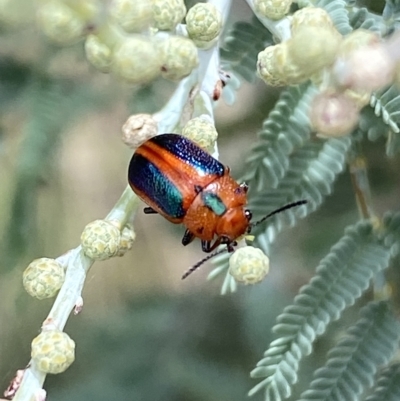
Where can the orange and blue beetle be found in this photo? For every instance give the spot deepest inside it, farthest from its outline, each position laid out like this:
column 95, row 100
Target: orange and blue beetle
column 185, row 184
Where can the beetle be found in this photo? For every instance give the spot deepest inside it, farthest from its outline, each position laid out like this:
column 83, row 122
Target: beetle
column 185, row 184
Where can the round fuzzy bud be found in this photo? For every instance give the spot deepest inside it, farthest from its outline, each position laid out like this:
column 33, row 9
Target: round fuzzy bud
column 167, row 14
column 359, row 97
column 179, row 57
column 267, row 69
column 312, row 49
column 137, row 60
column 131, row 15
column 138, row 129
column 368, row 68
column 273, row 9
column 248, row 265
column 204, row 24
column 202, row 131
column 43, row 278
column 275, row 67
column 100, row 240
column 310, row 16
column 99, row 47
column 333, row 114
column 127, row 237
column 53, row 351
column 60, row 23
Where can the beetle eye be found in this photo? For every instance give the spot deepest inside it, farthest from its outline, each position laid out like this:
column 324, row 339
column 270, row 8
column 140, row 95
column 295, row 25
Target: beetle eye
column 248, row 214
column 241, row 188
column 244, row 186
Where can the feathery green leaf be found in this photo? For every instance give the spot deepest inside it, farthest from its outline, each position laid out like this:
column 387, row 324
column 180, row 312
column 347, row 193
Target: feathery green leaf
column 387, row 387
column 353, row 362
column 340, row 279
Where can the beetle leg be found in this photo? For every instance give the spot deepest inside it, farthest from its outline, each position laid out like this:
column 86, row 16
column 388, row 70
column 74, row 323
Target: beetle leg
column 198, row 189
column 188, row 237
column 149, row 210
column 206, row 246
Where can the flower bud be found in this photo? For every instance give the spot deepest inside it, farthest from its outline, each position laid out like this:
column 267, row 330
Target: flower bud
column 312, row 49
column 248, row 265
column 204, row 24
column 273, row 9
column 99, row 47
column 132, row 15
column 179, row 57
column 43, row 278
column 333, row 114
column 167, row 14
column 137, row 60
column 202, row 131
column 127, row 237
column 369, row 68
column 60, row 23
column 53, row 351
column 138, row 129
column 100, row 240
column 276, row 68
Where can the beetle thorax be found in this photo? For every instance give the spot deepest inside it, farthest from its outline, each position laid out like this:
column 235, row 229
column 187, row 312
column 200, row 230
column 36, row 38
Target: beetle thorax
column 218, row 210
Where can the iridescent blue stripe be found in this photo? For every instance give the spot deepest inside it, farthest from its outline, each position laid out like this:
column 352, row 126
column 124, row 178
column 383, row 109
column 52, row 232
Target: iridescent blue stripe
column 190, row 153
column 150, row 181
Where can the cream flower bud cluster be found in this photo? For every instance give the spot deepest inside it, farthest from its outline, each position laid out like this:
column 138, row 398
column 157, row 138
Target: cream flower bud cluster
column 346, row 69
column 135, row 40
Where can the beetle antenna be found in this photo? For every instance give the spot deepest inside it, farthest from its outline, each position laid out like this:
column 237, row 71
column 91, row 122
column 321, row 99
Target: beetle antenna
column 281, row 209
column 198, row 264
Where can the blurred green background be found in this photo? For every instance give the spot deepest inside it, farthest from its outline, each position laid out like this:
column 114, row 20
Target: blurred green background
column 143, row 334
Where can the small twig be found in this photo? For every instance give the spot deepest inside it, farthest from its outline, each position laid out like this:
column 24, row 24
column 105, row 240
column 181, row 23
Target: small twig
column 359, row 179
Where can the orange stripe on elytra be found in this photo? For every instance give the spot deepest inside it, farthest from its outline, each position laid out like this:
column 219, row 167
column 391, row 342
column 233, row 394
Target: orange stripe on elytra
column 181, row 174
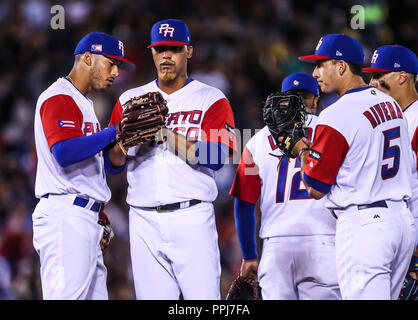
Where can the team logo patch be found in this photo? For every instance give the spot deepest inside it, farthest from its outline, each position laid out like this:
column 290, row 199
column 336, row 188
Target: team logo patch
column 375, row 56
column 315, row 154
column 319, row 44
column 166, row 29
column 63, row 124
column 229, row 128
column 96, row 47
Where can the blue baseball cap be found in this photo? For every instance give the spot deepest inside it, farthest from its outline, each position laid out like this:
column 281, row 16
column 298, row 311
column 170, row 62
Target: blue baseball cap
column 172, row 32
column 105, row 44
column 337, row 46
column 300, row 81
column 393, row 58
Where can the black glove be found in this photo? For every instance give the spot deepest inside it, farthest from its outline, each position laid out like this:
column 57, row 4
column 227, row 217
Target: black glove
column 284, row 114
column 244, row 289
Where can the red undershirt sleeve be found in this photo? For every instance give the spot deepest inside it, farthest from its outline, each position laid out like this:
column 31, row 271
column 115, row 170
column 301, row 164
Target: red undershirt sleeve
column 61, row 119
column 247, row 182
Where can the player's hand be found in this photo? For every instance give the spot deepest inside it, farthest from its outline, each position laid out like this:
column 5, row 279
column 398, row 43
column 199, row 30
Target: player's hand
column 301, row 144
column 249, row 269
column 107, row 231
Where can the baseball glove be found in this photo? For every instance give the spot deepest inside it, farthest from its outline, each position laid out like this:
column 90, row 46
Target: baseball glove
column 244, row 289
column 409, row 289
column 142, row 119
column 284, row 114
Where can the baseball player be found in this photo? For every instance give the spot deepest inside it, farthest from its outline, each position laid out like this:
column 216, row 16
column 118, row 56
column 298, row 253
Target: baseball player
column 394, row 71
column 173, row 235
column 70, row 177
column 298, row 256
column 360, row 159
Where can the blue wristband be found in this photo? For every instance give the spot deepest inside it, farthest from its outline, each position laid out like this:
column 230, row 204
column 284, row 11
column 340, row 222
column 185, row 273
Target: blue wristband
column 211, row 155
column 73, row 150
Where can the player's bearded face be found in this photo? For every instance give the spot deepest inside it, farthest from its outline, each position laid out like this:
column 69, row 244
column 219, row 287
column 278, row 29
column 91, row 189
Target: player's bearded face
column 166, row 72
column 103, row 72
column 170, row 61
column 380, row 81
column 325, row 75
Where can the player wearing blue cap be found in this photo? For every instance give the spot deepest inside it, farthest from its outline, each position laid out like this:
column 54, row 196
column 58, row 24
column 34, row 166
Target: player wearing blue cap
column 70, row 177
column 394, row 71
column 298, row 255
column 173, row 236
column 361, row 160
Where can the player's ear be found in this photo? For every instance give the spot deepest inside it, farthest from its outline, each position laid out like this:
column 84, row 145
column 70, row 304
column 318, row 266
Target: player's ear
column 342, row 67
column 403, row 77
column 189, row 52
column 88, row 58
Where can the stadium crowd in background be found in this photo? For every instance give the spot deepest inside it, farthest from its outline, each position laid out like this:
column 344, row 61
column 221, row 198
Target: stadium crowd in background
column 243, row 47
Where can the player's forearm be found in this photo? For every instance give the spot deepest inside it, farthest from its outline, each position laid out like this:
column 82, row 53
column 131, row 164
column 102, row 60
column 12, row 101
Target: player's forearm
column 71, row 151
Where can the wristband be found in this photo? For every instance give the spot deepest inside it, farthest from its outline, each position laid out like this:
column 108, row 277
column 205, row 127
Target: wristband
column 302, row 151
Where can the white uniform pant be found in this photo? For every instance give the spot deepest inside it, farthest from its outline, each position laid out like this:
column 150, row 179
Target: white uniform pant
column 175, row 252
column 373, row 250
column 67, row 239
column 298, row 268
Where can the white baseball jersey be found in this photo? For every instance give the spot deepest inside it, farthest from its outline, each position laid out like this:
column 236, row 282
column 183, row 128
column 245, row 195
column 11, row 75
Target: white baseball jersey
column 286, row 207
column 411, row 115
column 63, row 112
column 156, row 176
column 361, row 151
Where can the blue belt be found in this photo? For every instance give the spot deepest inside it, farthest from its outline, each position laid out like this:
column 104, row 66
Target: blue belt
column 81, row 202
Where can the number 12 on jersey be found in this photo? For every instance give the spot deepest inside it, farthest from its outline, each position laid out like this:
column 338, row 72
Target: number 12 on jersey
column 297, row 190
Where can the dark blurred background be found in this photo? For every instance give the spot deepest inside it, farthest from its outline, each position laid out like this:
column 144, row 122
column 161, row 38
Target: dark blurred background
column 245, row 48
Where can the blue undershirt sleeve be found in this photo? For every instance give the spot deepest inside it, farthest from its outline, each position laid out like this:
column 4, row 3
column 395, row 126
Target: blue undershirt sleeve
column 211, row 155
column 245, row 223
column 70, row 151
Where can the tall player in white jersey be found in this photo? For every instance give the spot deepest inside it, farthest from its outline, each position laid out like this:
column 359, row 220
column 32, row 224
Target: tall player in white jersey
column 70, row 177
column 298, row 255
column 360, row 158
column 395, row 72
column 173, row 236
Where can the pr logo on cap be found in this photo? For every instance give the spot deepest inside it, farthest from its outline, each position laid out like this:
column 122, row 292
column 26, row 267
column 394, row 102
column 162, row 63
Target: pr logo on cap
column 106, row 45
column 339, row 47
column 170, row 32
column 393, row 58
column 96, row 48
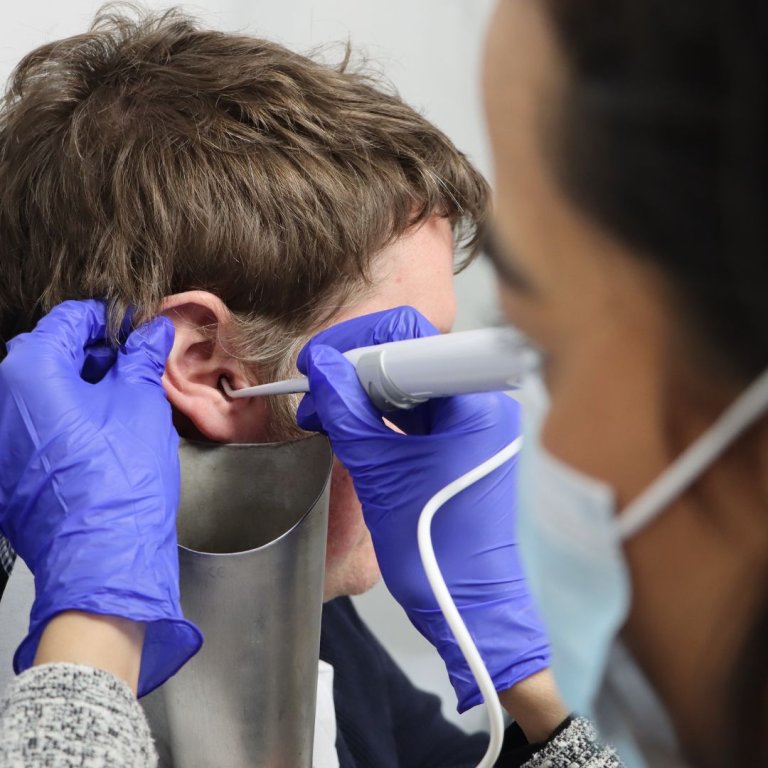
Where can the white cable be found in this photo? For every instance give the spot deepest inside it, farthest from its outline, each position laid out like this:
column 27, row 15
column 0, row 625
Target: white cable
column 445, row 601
----------------------------------------
Output the lines of the records above exactly as they appear, from the line containing "column 281, row 16" through the line containing "column 5, row 279".

column 281, row 16
column 298, row 311
column 170, row 62
Target: blue baseball cap
column 172, row 32
column 105, row 44
column 337, row 46
column 300, row 81
column 393, row 58
Where can the black glove be found in this photo? For every instance give the spot deepest inside it, farthest from its outline, each position laid out like this:
column 57, row 4
column 227, row 217
Target: black glove
column 284, row 114
column 244, row 289
Where can the red undershirt sleeve be found in this photo? For every instance give the spot deepest inside it, farthest from its outline, each position laid out like this:
column 31, row 271
column 115, row 170
column 301, row 164
Target: red undershirt sleeve
column 61, row 119
column 247, row 182
Where can the player's hand be found in this photo? For every instance give the spot deepest inside it, farthest from its outline, each position laid out like this:
column 5, row 279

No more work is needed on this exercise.